- PROBLEM TO WORK ON:
Format the listing below as a Markdown table with the columns Row and Line. Put each line in its own row with its sequence number, and omit blank lines.

- Coordinate annotation records:

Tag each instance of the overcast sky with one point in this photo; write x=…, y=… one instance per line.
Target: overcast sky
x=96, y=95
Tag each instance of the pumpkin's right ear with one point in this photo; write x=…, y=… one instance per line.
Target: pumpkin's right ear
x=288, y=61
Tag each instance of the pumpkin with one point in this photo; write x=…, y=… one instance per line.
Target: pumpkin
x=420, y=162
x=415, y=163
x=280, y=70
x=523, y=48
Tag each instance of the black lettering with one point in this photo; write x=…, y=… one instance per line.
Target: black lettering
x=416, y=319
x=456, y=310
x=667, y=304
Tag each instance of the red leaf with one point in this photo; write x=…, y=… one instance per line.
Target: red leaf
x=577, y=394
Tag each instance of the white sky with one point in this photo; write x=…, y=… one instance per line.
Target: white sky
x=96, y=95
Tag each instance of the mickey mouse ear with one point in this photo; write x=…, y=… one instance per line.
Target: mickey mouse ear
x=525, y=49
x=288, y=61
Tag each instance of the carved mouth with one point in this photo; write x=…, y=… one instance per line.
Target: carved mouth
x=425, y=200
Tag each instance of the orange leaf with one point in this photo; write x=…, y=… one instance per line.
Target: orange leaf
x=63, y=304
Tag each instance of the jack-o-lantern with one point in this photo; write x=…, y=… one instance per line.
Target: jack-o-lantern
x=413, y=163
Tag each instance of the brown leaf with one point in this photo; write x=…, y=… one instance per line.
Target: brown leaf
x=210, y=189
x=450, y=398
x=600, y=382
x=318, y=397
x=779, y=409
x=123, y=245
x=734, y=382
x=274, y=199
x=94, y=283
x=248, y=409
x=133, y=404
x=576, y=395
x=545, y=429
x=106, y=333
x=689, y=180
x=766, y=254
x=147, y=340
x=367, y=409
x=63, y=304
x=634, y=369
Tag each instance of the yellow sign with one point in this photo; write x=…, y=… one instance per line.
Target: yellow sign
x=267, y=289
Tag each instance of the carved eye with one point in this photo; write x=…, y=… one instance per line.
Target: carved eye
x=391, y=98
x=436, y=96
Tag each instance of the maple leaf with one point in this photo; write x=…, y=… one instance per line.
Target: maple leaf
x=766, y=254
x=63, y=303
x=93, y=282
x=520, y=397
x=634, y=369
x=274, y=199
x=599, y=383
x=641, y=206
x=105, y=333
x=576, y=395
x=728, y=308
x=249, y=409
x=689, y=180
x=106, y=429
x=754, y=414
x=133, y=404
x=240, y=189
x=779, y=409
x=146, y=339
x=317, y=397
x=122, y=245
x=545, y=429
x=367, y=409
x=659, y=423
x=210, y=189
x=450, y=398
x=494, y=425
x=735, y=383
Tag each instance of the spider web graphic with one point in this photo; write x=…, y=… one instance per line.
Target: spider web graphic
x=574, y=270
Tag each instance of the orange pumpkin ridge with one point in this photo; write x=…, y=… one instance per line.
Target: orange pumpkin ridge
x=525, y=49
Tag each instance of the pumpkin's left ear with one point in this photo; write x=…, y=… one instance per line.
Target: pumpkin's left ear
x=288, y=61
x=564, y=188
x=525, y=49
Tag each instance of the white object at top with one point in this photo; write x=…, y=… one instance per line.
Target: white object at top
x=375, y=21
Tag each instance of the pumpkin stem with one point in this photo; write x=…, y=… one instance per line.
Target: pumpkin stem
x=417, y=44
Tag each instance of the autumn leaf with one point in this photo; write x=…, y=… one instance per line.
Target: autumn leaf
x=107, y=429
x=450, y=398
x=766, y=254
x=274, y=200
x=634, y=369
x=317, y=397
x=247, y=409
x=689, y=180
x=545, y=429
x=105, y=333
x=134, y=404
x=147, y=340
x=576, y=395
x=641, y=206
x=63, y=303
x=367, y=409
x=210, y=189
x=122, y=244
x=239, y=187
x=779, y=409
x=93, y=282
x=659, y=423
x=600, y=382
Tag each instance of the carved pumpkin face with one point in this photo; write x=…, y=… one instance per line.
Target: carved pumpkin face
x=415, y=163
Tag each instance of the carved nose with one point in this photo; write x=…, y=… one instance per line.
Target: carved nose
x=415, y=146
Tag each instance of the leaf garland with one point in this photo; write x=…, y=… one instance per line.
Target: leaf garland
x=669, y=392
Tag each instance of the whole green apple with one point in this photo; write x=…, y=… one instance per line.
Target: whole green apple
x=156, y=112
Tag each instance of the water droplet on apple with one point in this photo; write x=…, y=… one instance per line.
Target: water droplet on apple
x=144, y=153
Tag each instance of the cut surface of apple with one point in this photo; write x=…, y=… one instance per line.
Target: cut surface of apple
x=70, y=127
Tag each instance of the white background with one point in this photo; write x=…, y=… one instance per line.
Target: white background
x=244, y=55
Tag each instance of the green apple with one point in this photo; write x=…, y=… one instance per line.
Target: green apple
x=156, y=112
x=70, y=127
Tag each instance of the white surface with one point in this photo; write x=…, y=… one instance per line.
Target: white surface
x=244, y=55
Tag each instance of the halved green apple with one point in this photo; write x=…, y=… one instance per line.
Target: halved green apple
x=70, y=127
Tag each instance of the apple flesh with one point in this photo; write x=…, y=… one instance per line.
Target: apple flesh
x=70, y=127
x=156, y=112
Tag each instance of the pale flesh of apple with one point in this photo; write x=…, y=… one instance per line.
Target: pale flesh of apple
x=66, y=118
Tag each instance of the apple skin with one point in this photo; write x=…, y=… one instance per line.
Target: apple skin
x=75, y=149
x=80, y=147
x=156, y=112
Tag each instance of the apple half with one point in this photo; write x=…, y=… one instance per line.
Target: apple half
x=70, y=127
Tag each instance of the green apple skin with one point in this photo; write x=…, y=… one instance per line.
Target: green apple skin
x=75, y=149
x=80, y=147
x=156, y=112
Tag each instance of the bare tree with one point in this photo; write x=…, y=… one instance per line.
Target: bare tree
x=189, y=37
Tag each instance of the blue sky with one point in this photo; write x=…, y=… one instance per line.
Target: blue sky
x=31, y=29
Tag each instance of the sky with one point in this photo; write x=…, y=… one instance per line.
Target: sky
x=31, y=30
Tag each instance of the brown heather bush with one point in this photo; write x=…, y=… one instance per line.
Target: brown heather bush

- RESPONSE TO THIS EXERCISE:
| Row | Line |
|---|---|
| 1 | Tag each instance of the overcast sky with one point in this photo; write x=…, y=… one instance per line. |
| 2 | Target: overcast sky |
| 3 | x=96, y=95 |
| 4 | Tag each instance of the pumpkin's right ear with one point in this photo; write x=…, y=… one instance per line. |
| 5 | Target: pumpkin's right ear |
| 6 | x=288, y=61 |
| 7 | Tag each instance of the pumpkin with one point in this photo; write x=…, y=… one instance per line. |
| 8 | Target: pumpkin |
| 9 | x=420, y=162 |
| 10 | x=415, y=163 |
| 11 | x=280, y=70 |
| 12 | x=523, y=48 |
| 13 | Tag each instance of the black lettering with one point in this photo; write x=…, y=… one instance per line. |
| 14 | Target: black lettering |
| 15 | x=416, y=319 |
| 16 | x=456, y=310 |
| 17 | x=667, y=304 |
| 18 | Tag each instance of the red leaf with one point in this photo; write x=…, y=… one instance per line. |
| 19 | Target: red leaf |
| 20 | x=577, y=394 |
| 21 | Tag each instance of the white sky with one point in this photo; write x=…, y=… one instance per line. |
| 22 | Target: white sky |
| 23 | x=96, y=95 |
| 24 | Tag each instance of the mickey mouse ear with one point in this photo; write x=…, y=… one instance per line. |
| 25 | Target: mickey mouse ear |
| 26 | x=525, y=49 |
| 27 | x=288, y=61 |
| 28 | Tag each instance of the carved mouth with one point in this photo; write x=…, y=… one instance per line. |
| 29 | Target: carved mouth |
| 30 | x=425, y=200 |
| 31 | Tag each instance of the orange leaf with one point in this photo; write x=…, y=… one instance per line. |
| 32 | Target: orange leaf |
| 33 | x=63, y=304 |
| 34 | Tag each instance of the jack-o-lantern with one point in this photo; write x=…, y=… one instance per line. |
| 35 | Target: jack-o-lantern |
| 36 | x=413, y=163 |
| 37 | Tag each instance of the brown leaf with one point in this photo; write x=…, y=… one instance per line. |
| 38 | Target: brown leaf |
| 39 | x=210, y=189 |
| 40 | x=450, y=398 |
| 41 | x=600, y=382 |
| 42 | x=318, y=397 |
| 43 | x=779, y=409 |
| 44 | x=123, y=245 |
| 45 | x=734, y=382 |
| 46 | x=274, y=199 |
| 47 | x=94, y=283 |
| 48 | x=248, y=409 |
| 49 | x=133, y=404 |
| 50 | x=576, y=395 |
| 51 | x=545, y=429 |
| 52 | x=106, y=333 |
| 53 | x=689, y=180 |
| 54 | x=766, y=254 |
| 55 | x=147, y=340 |
| 56 | x=367, y=409 |
| 57 | x=63, y=304 |
| 58 | x=634, y=369 |
| 59 | Tag each instance of the yellow sign with one point in this photo; write x=…, y=… one instance per line. |
| 60 | Target: yellow sign |
| 61 | x=267, y=289 |
| 62 | Tag each instance of the carved eye with one point in this photo; write x=…, y=… one instance per line. |
| 63 | Target: carved eye |
| 64 | x=391, y=98 |
| 65 | x=436, y=96 |
| 66 | Tag each instance of the maple leaf with one point in this photo; write x=…, y=… one instance per line. |
| 67 | Target: maple leaf |
| 68 | x=766, y=254 |
| 69 | x=63, y=303 |
| 70 | x=93, y=282 |
| 71 | x=520, y=397 |
| 72 | x=634, y=369 |
| 73 | x=274, y=199 |
| 74 | x=599, y=383 |
| 75 | x=641, y=206 |
| 76 | x=105, y=333 |
| 77 | x=576, y=395 |
| 78 | x=728, y=308 |
| 79 | x=249, y=409 |
| 80 | x=689, y=180 |
| 81 | x=106, y=429 |
| 82 | x=754, y=414 |
| 83 | x=133, y=404 |
| 84 | x=240, y=189 |
| 85 | x=779, y=409 |
| 86 | x=146, y=339 |
| 87 | x=317, y=397 |
| 88 | x=122, y=245 |
| 89 | x=545, y=429 |
| 90 | x=367, y=409 |
| 91 | x=659, y=423 |
| 92 | x=210, y=189 |
| 93 | x=450, y=398 |
| 94 | x=494, y=425 |
| 95 | x=735, y=383 |
| 96 | Tag each instance of the spider web graphic with one point in this photo; write x=…, y=… one instance per line. |
| 97 | Target: spider web graphic |
| 98 | x=574, y=270 |
| 99 | Tag each instance of the orange pumpkin ridge with one point in this photo; write x=…, y=… one instance per line. |
| 100 | Target: orange pumpkin ridge |
| 101 | x=525, y=49 |
| 102 | Tag each instance of the pumpkin's left ear with one point in this photo; write x=…, y=… one instance per line. |
| 103 | Target: pumpkin's left ear |
| 104 | x=288, y=61 |
| 105 | x=564, y=188 |
| 106 | x=525, y=49 |
| 107 | Tag each instance of the white object at top with one point in this photo; write x=…, y=… one instance per line. |
| 108 | Target: white object at top |
| 109 | x=375, y=21 |
| 110 | Tag each instance of the pumpkin stem with one point in this photo; write x=…, y=… one instance per line. |
| 111 | Target: pumpkin stem |
| 112 | x=417, y=44 |
| 113 | Tag each instance of the autumn leaf with one point in this photo; write x=…, y=… one instance per line. |
| 114 | Target: autumn leaf |
| 115 | x=107, y=429 |
| 116 | x=450, y=398 |
| 117 | x=766, y=254 |
| 118 | x=274, y=200 |
| 119 | x=634, y=369 |
| 120 | x=317, y=397 |
| 121 | x=247, y=409 |
| 122 | x=689, y=180 |
| 123 | x=545, y=429 |
| 124 | x=105, y=333 |
| 125 | x=134, y=404 |
| 126 | x=147, y=340 |
| 127 | x=576, y=395 |
| 128 | x=641, y=206 |
| 129 | x=63, y=303 |
| 130 | x=367, y=409 |
| 131 | x=210, y=189 |
| 132 | x=122, y=244 |
| 133 | x=239, y=187 |
| 134 | x=779, y=409 |
| 135 | x=93, y=282 |
| 136 | x=659, y=423 |
| 137 | x=600, y=382 |
| 138 | Tag each instance of the carved pumpkin face with one point in this photo; write x=…, y=… one instance per line. |
| 139 | Target: carved pumpkin face |
| 140 | x=415, y=163 |
| 141 | Tag each instance of the carved nose with one point in this photo; write x=…, y=… one instance per line. |
| 142 | Target: carved nose |
| 143 | x=415, y=146 |
| 144 | Tag each instance of the leaf garland with one point in this photo; write x=…, y=… one instance per line. |
| 145 | Target: leaf garland |
| 146 | x=669, y=392 |
| 147 | Tag each instance of the whole green apple with one point in this photo; write x=…, y=… one instance per line. |
| 148 | Target: whole green apple |
| 149 | x=156, y=112 |
| 150 | Tag each instance of the water droplet on apple with one point in this photo; write x=…, y=… one instance per line. |
| 151 | Target: water droplet on apple |
| 152 | x=144, y=153 |
| 153 | Tag each instance of the cut surface of apple with one point in this photo; write x=…, y=… one instance per line. |
| 154 | Target: cut surface of apple |
| 155 | x=70, y=127 |
| 156 | Tag each instance of the white background with one point in this photo; write x=…, y=… one instance per line. |
| 157 | Target: white background |
| 158 | x=244, y=55 |
| 159 | Tag each instance of the green apple with one point in this photo; write x=…, y=… one instance per line. |
| 160 | Target: green apple |
| 161 | x=156, y=112 |
| 162 | x=70, y=127 |
| 163 | Tag each instance of the white surface with one point in this photo; write x=…, y=… one instance per line. |
| 164 | Target: white surface |
| 165 | x=244, y=55 |
| 166 | Tag each instance of the halved green apple with one point in this photo; write x=…, y=… one instance per line. |
| 167 | Target: halved green apple |
| 168 | x=70, y=127 |
| 169 | Tag each instance of the apple flesh with one point in this photo; write x=…, y=… one instance per line. |
| 170 | Target: apple flesh |
| 171 | x=70, y=127 |
| 172 | x=156, y=112 |
| 173 | Tag each instance of the pale flesh of apple with one point in this photo; write x=…, y=… one instance per line. |
| 174 | Target: pale flesh of apple |
| 175 | x=66, y=118 |
| 176 | Tag each instance of the apple skin with one point in this photo; write x=…, y=… one instance per line. |
| 177 | Target: apple skin |
| 178 | x=75, y=149 |
| 179 | x=80, y=147 |
| 180 | x=156, y=112 |
| 181 | Tag each instance of the apple half with one point in this photo; write x=…, y=… one instance per line. |
| 182 | Target: apple half |
| 183 | x=70, y=127 |
| 184 | Tag each instance of the green apple skin with one point in this photo; write x=…, y=… one instance per line. |
| 185 | Target: green apple skin |
| 186 | x=75, y=149 |
| 187 | x=80, y=147 |
| 188 | x=156, y=112 |
| 189 | Tag each instance of the bare tree with one point in this photo; write x=…, y=… one instance per line. |
| 190 | Target: bare tree |
| 191 | x=189, y=37 |
| 192 | Tag each instance of the blue sky with one point in this photo; write x=…, y=… one instance per line. |
| 193 | Target: blue sky |
| 194 | x=31, y=29 |
| 195 | Tag each instance of the sky with one point in this photo; write x=…, y=… one instance per line. |
| 196 | Target: sky |
| 197 | x=31, y=30 |
| 198 | Tag each instance of the brown heather bush with one point in this photo; write x=…, y=… one instance per line. |
| 199 | Target: brown heather bush |